**Document section**
***

# R.I.P Cleo



## Rembrandt (Dec 29, 2006)

R.I.P Cleo, my gorgeous Black shorthair, and unborn babies, tragic vicitms of a road traffic accident this afternoon.


----------



## skimpy (Nov 22, 2006)

That is rough. So sorry to hear of your news


----------



## mantha (Oct 3, 2006)

aw am really sorry r.i.p cleo and babes


----------



## Daniel (Jul 28, 2005)

im really sorry for you rip cleo and liluns 
chin up dan


----------



## tombraider (May 6, 2006)

This made me cry because we lost our cat not so long ago in the same way so i know how your feeling 

RIP Cleo.


----------



## Mihogan (Jan 24, 2007)

I understand your grief. Just recently my friends pet guinea pig ran out into the street and was hit. She, luckily, died instantly. She wasnt carrying any babies, but I stil understand. God Bless you


----------



## leila (Jul 26, 2006)

***

**Information provided**
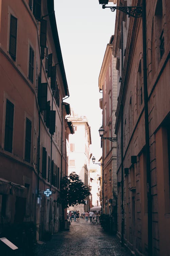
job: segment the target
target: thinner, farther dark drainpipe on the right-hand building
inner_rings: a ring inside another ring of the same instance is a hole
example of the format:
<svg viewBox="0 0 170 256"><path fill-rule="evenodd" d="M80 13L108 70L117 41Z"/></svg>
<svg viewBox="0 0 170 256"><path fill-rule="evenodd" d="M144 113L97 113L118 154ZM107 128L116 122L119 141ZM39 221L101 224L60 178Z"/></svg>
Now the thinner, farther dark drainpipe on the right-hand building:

***

**Using the information**
(a) Could you quote the stretch of the Cleo memorial thread from "## Mihogan (Jan" through "(Jul 26, 2006)"?
(b) Would you carry on the forum thread mourning Cleo from the point where it stops?

**Response list**
(a)
## Mihogan (Jan 24, 2007)

I understand your grief. Just recently my friends pet guinea pig ran out into the street and was hit. She, luckily, died instantly. She wasnt carrying any babies, but I stil understand. God Bless you


----------



## leila (Jul 26, 2006)

(b)
Awww I am sorry for your loss. R.I.P


----------



## 1949_sam (Jan 21, 2007)

Awwwwwww R.I.P Cleo


----------



## Iliria (Jan 19, 2007)

r.i.p.


----------



## melpeck86 (May 22, 2006)

Awww, I'm sorry - r.i.p

xxx


----------



## Guest (Mar 24, 2007)

rip


----------



## corns are cool (Jan 7, 2007)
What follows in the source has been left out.